Material provided –
################

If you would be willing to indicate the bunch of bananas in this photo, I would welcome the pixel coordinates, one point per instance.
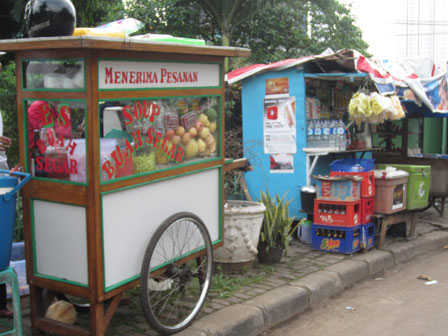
(374, 108)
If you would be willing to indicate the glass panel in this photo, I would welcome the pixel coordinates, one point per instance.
(56, 139)
(140, 136)
(65, 74)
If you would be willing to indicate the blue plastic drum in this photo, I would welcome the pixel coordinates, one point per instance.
(9, 186)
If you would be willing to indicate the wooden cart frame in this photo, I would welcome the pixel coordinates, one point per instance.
(103, 300)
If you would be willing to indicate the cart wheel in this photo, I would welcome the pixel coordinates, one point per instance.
(81, 305)
(176, 273)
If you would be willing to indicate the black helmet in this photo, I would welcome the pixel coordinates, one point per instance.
(50, 18)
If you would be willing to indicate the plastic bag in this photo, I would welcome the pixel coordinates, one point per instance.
(98, 32)
(127, 26)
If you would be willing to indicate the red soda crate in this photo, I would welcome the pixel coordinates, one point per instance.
(334, 213)
(338, 188)
(367, 183)
(367, 236)
(367, 209)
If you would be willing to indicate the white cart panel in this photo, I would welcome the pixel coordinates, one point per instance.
(131, 216)
(60, 241)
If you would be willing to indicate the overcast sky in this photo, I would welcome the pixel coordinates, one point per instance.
(374, 18)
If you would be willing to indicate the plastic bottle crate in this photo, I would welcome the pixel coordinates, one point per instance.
(352, 165)
(367, 183)
(368, 236)
(367, 209)
(336, 239)
(333, 213)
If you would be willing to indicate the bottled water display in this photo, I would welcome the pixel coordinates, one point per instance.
(326, 134)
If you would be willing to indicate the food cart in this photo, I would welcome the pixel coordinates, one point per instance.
(124, 139)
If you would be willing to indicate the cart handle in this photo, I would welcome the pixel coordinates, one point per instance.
(19, 186)
(240, 164)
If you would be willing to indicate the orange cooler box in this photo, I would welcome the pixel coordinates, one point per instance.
(367, 183)
(390, 196)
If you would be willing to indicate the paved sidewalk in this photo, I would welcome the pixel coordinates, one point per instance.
(302, 280)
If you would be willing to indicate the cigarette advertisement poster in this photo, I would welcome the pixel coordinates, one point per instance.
(279, 125)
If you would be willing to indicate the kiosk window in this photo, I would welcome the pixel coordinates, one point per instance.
(140, 136)
(56, 139)
(64, 74)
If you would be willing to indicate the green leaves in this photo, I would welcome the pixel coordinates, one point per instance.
(277, 228)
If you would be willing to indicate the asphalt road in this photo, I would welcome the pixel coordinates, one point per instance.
(395, 303)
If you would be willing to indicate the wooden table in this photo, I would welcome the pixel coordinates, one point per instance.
(384, 221)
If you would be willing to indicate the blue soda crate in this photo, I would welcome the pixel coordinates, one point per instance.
(368, 235)
(352, 165)
(336, 239)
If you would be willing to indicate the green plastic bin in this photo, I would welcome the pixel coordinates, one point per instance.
(418, 183)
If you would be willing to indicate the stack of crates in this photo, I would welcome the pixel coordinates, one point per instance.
(337, 212)
(363, 168)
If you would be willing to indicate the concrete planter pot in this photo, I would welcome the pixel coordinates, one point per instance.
(242, 224)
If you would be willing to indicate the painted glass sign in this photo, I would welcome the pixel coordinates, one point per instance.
(145, 135)
(56, 139)
(113, 74)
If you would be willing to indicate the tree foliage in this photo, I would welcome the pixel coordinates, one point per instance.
(8, 108)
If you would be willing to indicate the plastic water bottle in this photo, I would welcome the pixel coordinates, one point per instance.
(334, 134)
(326, 134)
(318, 134)
(310, 134)
(341, 135)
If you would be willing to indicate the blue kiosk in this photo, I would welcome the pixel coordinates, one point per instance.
(278, 100)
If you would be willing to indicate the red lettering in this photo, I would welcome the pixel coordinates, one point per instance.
(73, 167)
(109, 78)
(155, 112)
(163, 73)
(138, 143)
(64, 115)
(165, 147)
(172, 151)
(56, 167)
(118, 157)
(108, 169)
(138, 110)
(116, 77)
(50, 138)
(150, 137)
(129, 148)
(146, 107)
(72, 145)
(124, 76)
(47, 165)
(127, 115)
(157, 140)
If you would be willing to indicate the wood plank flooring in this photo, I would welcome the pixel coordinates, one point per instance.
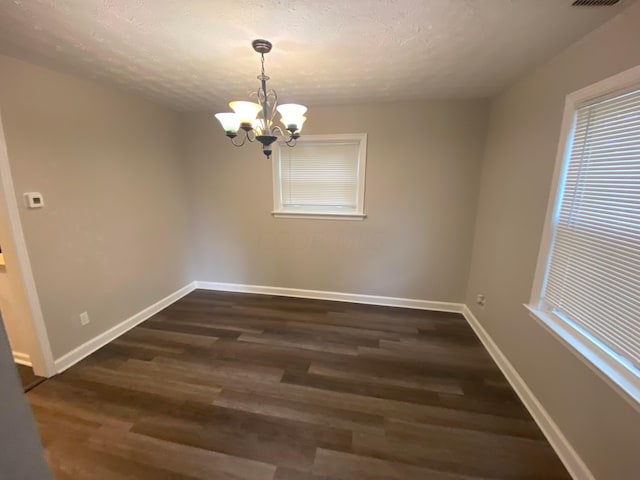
(237, 386)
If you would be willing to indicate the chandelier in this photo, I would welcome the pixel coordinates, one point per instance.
(254, 121)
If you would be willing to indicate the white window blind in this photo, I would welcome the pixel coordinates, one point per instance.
(320, 175)
(593, 276)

################

Aim of the task –
Repeat the data word for word; drop the pictures.

Response below –
If you would be willing to indicate the bunch of bananas in this photo, I would welcome the pixel coordinates, one point per instance.
(374, 108)
If you would be willing to indicate the glass panel in this photo, I would welcome the pixel coordinates, one point per instance.
(56, 139)
(140, 136)
(65, 74)
If you would be willing to indicate the blue plastic drum in this photo, I would welcome the pixel coordinates, one point per instance.
(9, 186)
If you would be willing to indicate the wooden cart frame in this photo, I would welcome the pixel coordinates, one point per instance.
(103, 300)
If you would be willing to indicate the cart wheel in this photo, I would welcome the pixel coordinates, one point per instance.
(81, 305)
(176, 273)
If you would be willing to indicate the black helmet in this photo, I would welcome the pixel coordinates, one point per instance.
(50, 18)
If you would be willing to indicate the plastic bag in this photo, I would welcome the pixel coordinates, one point per instance.
(98, 32)
(127, 26)
If you would be willing to indicate the red soda crate in this photo, I would welcome the pixel coordinates, one point per instance.
(334, 213)
(338, 188)
(367, 183)
(367, 236)
(367, 209)
If you would be willing to indicate the white cart panel in this photo, I would welcome the pixel coordinates, one point per instance.
(131, 216)
(60, 241)
If you would be willing to indicate the overcast sky in this photo, I would welcome the pixel coordinates, one point per instance.
(374, 18)
If you would be willing to indicate the plastic bottle crate in this photo, I would welcome the pixel coordinates, one point per instance.
(352, 165)
(367, 183)
(368, 236)
(367, 209)
(336, 239)
(333, 213)
If you would be willing to indicate the bottled water display in this photo, I would welcome the pixel coordinates, one point per instance.
(326, 134)
If you would be willing to indicate the food cart in this photo, I would welcome the pixel coordinates, one point per instance.
(124, 139)
If you would be willing to indicate the cart handle in this photo, I would welcome the pixel coordinates, one point per instance.
(19, 186)
(240, 164)
If you would be willing to indicate the orange cooler box in this photo, I would welcome the pixel coordinates, one point per instance.
(367, 183)
(390, 196)
If you would be willing to indicate the paved sidewalk in this photo, I would welcome the pixel coordinates, one point per instance.
(302, 280)
If you would be willing to indicate the cigarette advertisement poster in this photo, I would welcome the pixel coordinates, one point per instance.
(279, 125)
If you would be willing to indicate the kiosk window in this photo, I would welcome the pixel coordinates, one point per instance.
(140, 136)
(56, 139)
(64, 74)
If you would be willing to indicate the green leaves in this photo, I would welcome the pixel coordinates, one point per instance.
(277, 228)
If you would be willing to indicate the asphalt road in this photo, I would welcome the pixel coordinates, one point per instance.
(395, 303)
If you would be willing to indicate the wooden table in this photo, I would welcome the pixel coordinates, one point per instance.
(384, 221)
If you would be willing to indicate the blue soda crate in this photo, I would welcome the pixel coordinates, one point per instance.
(368, 235)
(352, 165)
(336, 239)
If you would be willing to indicate the green plastic bin in this photo, I would welcome the pixel coordinates, one point per instance.
(418, 183)
If you would be willing to indicate the stack of crates in this photo, I would welcome the pixel coordinates, one point per instance.
(337, 212)
(363, 168)
If you would be willing to indicate the concrete planter pot in this photo, I would welcome the pixel coordinates, one point per instance.
(242, 224)
If you would be willing to indicate the painted glass sign in this photo, I would welcome the pixel coordinates, one point per instance.
(145, 135)
(56, 139)
(113, 74)
If you would be willing to indicate the tree foliage in this photo, I would welcome the pixel coordinates, one point per instance.
(8, 108)
If you would be willing to indicate the plastic water bottle in this photo, I would welcome the pixel coordinates, one point per instance.
(334, 134)
(326, 134)
(318, 134)
(310, 134)
(341, 135)
If you would be willing to indicate the blue kiosk in this photo, I would welcome the pixel coordinates, one point per instance.
(278, 100)
If you would be willing to indicate the red lettering in this photo, I would welcome the pixel coordinates, one point per instance.
(73, 167)
(109, 78)
(155, 112)
(163, 73)
(138, 143)
(64, 115)
(165, 147)
(172, 151)
(56, 167)
(118, 157)
(108, 169)
(138, 110)
(116, 77)
(50, 138)
(150, 137)
(129, 148)
(146, 107)
(72, 145)
(124, 76)
(47, 165)
(127, 115)
(157, 140)
If you would be willing to indicate the wood plank flooring in this photo, I would welcome the pixel coordinates, one point per instance.
(237, 386)
If you would be willing to indicate the chandelier in this photo, I would welcome the pixel coordinates, one point per instance.
(254, 121)
If you would be willing to indicate the white window blind in this photo, I would welcome the pixel coordinates, one point per instance.
(320, 175)
(593, 276)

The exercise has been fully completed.